▶ **PROBLEMS TO SOLVE**:
**A)** Answer these questions from the post about Phil's Camino below:
(i) How many people gathered on Wednesday evening to watch the film?
(ii) About how many hours of raw footage were cut down, and to what length?
(iii) What does the writer plan to bake for breakfast?
**B)** Summarize the post about Phil's Camino below in three sentences.

▶ **TEXT SECTION**:
====================
This is Saturday and this last Wednesday evening twelve of us gathered to watch for our first time Phil’s Camino. It was a very moving event for me and for all of us. It was so chock full of goodies, full of beauty, full of all the stuff that make one laugh and cry at the same time. I have been trying to come up with intelligent things to say about it but it is too close to me but I will try now.
Annie, Todd and Jessica along with a whole bevy of talented folks have been adding their magic to this effort in all sorts of ways. People in the movie were so beautiful just being themselves, Rick and daughter Maryka, Kelly, my Australian walking pal Gracie. Regrets that it didn’t show some of the scores of folks that were so great along the Way, beautiful pilgrims from all points of the compass, beautiful Spanish people just being beautiful Spanish people.
Way back in the early summer of 2014 we were so focused on getting to Spain and the filming there. That was where everything was headed and were the story was we thought. We had done a little filming at the hospital before going but not much was happening outside of that. And that was my idea of how the movie would read, all about Spain. But as it turns out the evoulved story is more about my inner pilgrimage and all that went into that and all that resulted from that. And that is as it should be perhaps because as so much has been pubished on the trail in Spain and its trials, comaradery, beauty and so forth.
So, as I think about the movie now that I have seen it and digested it somewhat the story of the Outer pilgrimage has been eclipsed by the story of the Inner pilgrimage that resulted from it. And as the maybe hundred hours of raw footage was winnowed down to the half hour of the movie so many things had to be jettisoned to effectively tell the evolved story. Am I making sense? This is the major challenge of editing, to get down to the essence with the pile of raw material. What are the rock bottom things that tell the story most effectively.
Realizing that constraint I still long for all memories of Spain and the wonderful folks that really made it all happen for me that would be too numerous to mention. And folks here, to numerous to mention and at the same time so important to me. But you guys know that you dwell in my heart as always. So, onward we go to tell folks that weren’t there or maybe never will get close, the story, the story of how a dreaded disease as cancer can be a catalyst for positive change for this guy, the average guy.
Time to bake some cornbread for breakfast. Wiley and I off after that on our third day to finish the old two day job. Thinking of you, trying to pray for you as often as I can think about it. Alperfect it is, althankful we are, love, Felipe.
Hola PFFelipe!
You’re killing me here, you know that, right? All this truly tantalizing stuff about what the show is/isn’t/aims for/accomplishes! And not word ONE about when PFJuan and all the other eithernet hangers-on will get to share in it. You’ve got a second job in the wings as a Movie Trailer director who knows how to build the suspense.
(im)patiently waiting,
SF,
PFJ
PFJ ~ hey buddy, how goes it? I just thought that I needed to comment on the documentary since it has been deemed sufficiently complete to start showing it to gather feed back. I have little to do with anything these days, film wise. I’m just a pretty face around here Juan. You should get Annie to come to your locale for a fundraiser and you could see it there. This thing is so top secret right now and I barely have the old need to know. Did I mention that I was just another pretty face. OK, hang in there we’ll get to ya, PFF.
====================
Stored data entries
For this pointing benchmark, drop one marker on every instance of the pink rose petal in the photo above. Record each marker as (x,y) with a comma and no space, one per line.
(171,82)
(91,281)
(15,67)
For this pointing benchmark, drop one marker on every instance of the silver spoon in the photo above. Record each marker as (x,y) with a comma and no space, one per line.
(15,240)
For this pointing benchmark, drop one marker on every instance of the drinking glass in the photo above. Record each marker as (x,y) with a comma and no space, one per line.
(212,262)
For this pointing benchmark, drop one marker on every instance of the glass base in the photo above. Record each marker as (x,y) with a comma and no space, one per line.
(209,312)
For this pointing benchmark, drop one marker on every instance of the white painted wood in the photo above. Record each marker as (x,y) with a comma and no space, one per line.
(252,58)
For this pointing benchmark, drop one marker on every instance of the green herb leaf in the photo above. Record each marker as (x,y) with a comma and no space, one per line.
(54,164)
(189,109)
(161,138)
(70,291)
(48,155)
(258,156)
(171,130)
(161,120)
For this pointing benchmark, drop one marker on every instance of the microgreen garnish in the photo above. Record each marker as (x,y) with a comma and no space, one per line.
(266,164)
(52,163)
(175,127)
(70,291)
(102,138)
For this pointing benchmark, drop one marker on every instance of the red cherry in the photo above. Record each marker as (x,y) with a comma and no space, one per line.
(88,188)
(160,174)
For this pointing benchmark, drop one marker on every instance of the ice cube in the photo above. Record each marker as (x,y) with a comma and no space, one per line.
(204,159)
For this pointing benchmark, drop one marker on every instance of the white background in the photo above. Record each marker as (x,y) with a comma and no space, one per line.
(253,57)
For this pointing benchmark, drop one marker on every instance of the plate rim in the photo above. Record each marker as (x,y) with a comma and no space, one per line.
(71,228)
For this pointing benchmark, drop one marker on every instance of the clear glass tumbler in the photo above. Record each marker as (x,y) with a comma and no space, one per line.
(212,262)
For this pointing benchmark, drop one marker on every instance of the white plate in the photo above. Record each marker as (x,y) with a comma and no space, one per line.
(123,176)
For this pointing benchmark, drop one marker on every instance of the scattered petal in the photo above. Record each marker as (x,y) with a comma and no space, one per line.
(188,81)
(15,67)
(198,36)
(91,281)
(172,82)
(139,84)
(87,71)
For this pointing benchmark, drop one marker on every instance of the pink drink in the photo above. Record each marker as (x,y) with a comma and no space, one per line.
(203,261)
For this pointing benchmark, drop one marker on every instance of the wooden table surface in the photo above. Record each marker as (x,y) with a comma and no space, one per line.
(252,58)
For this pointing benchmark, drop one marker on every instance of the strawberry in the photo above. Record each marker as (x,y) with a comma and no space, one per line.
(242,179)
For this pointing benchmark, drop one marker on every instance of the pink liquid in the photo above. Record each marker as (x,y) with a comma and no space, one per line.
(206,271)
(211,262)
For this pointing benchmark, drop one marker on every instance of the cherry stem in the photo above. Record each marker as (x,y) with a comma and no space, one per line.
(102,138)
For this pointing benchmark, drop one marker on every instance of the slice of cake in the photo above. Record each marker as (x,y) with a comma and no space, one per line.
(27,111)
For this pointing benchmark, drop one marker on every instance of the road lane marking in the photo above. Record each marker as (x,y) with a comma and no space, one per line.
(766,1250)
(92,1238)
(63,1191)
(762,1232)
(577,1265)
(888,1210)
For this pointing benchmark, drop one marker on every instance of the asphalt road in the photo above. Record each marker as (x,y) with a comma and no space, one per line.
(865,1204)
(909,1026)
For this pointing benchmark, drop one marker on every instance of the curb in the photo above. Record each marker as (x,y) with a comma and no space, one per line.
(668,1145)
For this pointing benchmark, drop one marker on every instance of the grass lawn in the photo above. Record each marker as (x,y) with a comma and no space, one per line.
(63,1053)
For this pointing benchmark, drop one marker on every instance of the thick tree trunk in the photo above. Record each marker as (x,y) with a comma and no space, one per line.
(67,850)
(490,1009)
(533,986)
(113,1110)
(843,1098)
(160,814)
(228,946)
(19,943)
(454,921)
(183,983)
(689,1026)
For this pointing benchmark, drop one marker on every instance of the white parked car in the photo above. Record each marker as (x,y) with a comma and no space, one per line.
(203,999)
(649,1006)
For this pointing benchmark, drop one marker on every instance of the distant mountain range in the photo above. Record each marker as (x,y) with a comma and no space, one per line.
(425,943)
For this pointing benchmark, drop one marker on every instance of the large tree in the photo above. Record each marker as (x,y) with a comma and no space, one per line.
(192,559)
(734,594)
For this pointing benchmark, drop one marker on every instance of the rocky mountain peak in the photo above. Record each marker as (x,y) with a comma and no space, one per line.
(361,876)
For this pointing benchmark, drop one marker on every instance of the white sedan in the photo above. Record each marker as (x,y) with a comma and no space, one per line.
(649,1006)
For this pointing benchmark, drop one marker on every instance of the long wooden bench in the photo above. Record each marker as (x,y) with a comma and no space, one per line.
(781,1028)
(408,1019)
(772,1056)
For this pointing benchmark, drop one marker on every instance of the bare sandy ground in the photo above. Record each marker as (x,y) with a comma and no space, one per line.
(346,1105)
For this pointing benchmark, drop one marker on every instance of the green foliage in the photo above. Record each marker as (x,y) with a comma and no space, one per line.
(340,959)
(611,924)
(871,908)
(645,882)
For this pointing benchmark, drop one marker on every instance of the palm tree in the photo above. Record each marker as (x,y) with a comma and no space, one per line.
====================
▶ **RESULTS OF THE EXERCISE**:
**A)**
(i) Twelve.
(ii) Maybe a hundred hours, cut down to half an hour.
(iii) Cornbread.

**B)** Twelve people gathered one Wednesday evening to watch Phil's Camino for the first time, and the writer found it very moving. Although the filming had focused on Spain, the story that emerged is more about the writer's inner pilgrimage, with much of the footage cut away to tell how cancer can be a catalyst for positive change. When PFJ asks when others will get to see it, the writer replies that it is top secret for now and suggests getting Annie to hold a fundraiser showing in PFJ's area.